Task item:
Answer these questions from the passage on car navigation below.
(a) What is the 3D representation of the road constructed from?
(b) Where can rules-based sentence generation already be seen in simplified form?
(c) What could the car do if it approaches a road blocked by construction with no clear path around it?

Passage:
☆ ☆ ☆ ☆

The car’s navigation system works on top of a 3D representation of the road—here, multiple lanes bracketed by trees and apartment buildings. The representation is constructed by the fusion of data from radar, lidar, and other sensors.Mitsubishi Electric Research Laboratories
Rules-based sentence generation can already be seen in simplified form in computer games in which algorithms deliver situational messages based on what the game player does. For driving, a large range of scenarios can be anticipated, and rules-based sentence generation can therefore be programmed in accordance with them. Of course, it is impossible to know every situation a driver may experience. To bridge the gap, we will have to improve the system’s ability to react to situations for which it has not been specifically programmed, using data collected in real time. Today this task is very challenging. As the technology matures, the balance between the two types of navigation will lean further toward data-driven observations.
For instance, it would be comforting for the passenger to know that the reason why the car is suddenly changing lanes is because it wants to avoid an obstacle on the road or avoid a traffic jam up ahead by getting off at the next exit. Additionally, we expect natural-language interfaces to be useful when the vehicle detects a situation it has not seen before, a problem that may require a high level of cognition. If, for instance, the car approaches a road blocked by construction, with no clear path around it, the car could ask the passenger for advice. The passenger might then say something like, “It seems possible to make a left turn after the second traffic cone.”

☆ ☆ ☆ ☆

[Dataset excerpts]
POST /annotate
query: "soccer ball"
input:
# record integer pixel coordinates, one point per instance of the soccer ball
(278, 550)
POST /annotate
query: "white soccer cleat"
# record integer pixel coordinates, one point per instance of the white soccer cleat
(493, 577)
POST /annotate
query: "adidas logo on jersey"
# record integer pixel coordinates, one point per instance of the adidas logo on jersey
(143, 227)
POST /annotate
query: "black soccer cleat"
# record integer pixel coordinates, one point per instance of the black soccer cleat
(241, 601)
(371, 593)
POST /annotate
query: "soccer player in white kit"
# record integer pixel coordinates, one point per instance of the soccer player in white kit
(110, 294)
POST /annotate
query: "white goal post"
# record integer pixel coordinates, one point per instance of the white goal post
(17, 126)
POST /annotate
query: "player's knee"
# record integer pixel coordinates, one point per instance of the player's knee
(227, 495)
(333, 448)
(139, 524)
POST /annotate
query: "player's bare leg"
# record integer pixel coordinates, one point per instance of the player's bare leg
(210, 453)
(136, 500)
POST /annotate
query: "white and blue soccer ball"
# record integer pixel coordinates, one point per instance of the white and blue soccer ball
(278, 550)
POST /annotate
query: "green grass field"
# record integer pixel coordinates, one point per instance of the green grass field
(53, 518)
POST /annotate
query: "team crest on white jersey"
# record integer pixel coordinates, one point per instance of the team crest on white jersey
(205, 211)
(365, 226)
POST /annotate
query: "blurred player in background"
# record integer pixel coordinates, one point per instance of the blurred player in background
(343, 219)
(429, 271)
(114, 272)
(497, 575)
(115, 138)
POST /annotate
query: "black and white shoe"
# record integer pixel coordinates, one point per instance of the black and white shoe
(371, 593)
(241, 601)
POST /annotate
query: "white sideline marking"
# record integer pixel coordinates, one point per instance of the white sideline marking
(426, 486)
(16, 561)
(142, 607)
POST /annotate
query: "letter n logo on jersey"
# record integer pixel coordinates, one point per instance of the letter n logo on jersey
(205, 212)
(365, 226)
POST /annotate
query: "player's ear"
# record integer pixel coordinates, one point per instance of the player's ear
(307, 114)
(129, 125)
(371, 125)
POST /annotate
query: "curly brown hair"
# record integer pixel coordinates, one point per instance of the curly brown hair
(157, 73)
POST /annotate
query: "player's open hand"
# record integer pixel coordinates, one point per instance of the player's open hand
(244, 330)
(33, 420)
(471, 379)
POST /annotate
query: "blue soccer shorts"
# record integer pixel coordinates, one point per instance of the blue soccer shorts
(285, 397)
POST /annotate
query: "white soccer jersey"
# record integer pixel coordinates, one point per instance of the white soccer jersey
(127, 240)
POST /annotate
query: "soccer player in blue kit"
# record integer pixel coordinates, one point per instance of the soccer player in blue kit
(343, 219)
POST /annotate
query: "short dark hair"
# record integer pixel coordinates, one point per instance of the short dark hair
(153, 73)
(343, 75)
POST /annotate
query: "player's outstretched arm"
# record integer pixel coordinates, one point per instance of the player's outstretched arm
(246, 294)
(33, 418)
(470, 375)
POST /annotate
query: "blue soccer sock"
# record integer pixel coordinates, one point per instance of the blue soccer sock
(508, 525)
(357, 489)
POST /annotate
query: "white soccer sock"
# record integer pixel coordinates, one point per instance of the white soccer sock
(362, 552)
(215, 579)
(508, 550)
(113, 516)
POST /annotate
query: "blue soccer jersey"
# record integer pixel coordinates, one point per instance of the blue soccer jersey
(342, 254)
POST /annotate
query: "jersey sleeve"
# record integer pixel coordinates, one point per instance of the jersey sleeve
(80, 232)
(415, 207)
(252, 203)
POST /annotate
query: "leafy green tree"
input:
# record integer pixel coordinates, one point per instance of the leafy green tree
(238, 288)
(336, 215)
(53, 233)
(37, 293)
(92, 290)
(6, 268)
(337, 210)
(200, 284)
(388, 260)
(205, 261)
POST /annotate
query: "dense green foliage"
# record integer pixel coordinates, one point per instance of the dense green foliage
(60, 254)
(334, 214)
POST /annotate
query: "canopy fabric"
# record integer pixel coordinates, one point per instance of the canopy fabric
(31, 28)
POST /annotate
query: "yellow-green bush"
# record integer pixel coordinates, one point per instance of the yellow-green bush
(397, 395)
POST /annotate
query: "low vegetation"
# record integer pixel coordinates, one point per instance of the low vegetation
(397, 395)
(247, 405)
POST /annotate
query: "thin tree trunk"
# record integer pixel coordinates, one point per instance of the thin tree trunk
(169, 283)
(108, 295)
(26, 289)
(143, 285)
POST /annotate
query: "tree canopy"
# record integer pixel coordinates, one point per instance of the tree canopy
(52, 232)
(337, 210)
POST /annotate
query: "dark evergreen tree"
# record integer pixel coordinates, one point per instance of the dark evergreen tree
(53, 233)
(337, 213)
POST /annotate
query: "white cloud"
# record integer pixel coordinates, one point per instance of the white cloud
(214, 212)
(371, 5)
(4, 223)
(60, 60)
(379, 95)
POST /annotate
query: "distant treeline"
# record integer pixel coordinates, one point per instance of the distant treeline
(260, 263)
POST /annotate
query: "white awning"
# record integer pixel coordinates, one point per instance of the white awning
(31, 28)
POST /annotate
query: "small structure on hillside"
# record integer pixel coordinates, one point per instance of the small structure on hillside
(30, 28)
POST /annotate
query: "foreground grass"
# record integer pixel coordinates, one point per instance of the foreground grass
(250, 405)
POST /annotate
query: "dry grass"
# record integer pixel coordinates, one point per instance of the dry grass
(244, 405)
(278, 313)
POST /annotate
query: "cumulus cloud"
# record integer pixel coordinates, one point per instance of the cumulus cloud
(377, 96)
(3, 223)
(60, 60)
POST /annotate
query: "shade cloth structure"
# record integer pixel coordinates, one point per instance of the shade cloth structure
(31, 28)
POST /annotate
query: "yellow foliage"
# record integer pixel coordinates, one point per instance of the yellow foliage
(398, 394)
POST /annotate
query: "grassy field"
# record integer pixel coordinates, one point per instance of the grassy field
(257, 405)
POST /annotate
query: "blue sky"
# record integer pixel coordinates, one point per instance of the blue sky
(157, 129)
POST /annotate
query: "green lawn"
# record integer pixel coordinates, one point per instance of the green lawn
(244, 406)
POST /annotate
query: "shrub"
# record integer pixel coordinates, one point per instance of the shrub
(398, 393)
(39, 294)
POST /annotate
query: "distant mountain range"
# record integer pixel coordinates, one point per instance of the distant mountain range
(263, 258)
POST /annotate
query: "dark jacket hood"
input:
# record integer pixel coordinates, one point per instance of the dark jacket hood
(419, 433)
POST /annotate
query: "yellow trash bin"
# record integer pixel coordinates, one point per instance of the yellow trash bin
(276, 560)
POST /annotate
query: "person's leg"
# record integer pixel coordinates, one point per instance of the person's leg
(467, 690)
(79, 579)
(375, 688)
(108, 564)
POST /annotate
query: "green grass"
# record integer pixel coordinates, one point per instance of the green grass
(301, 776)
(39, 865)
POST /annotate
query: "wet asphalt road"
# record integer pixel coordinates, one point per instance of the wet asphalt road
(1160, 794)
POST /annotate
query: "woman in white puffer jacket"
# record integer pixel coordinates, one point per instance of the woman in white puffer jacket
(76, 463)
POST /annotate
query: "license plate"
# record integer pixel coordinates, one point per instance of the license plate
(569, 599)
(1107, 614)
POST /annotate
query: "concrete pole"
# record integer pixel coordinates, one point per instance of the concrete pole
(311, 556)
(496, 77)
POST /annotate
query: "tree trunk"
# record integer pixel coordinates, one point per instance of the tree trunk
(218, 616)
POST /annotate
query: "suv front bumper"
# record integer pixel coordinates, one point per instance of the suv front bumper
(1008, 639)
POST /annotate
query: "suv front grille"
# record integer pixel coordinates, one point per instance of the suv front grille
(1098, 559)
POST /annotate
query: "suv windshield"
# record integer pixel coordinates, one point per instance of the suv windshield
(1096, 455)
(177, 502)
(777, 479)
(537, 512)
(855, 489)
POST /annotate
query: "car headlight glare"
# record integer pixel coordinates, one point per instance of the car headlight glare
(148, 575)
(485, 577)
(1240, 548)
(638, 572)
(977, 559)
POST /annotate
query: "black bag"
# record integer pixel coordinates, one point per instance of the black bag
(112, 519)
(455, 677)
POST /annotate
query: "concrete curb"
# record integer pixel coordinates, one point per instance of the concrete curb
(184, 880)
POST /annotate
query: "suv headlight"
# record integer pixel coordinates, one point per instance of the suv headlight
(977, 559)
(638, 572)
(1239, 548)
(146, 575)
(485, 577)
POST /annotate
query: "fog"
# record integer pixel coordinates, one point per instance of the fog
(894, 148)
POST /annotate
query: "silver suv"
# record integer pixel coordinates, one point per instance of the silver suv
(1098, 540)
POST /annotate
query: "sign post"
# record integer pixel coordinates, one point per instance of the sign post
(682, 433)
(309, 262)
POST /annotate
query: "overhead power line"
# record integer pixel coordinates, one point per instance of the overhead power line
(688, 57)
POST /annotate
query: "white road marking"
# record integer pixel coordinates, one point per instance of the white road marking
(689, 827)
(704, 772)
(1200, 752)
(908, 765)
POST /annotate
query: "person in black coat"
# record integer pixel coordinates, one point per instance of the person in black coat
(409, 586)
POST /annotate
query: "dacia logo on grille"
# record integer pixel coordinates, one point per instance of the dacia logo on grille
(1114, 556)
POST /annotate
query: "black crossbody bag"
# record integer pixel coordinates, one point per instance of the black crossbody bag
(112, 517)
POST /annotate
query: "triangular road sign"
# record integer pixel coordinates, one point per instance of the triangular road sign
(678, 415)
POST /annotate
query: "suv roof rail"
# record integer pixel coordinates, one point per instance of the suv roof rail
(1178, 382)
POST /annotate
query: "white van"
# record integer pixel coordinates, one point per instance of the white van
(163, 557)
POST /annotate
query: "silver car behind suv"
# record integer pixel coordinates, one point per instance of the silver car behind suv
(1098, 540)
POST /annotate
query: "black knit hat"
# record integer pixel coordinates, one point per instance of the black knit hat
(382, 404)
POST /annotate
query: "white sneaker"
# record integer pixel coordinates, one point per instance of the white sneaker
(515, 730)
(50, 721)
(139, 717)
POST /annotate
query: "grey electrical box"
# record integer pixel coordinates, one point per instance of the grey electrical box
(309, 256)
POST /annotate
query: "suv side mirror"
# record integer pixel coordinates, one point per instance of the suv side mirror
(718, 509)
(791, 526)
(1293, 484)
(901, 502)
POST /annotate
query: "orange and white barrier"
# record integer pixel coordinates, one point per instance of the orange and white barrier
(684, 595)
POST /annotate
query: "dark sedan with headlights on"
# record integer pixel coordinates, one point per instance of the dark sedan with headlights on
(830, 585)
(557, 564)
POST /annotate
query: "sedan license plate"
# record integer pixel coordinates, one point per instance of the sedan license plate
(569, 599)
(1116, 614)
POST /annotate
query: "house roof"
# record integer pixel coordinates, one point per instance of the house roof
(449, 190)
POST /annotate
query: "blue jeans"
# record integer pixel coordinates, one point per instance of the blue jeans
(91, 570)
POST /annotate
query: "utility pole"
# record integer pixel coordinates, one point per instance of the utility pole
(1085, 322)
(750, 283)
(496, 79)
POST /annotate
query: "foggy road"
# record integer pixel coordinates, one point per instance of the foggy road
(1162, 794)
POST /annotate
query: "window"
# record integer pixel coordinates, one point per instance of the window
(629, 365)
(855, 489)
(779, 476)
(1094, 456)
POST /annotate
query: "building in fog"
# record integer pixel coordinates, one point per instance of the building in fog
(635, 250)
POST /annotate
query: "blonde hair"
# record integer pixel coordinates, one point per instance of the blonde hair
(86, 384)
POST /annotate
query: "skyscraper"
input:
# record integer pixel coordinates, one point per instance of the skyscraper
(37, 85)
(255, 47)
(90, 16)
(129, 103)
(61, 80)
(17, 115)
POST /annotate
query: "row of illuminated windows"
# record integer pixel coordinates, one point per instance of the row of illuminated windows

☆ ☆ ☆ ☆

Reply:
(a) The fusion of data from radar, lidar, and other sensors.
(b) In computer games, where algorithms deliver situational messages based on what the game player does.
(c) It could ask the passenger for advice.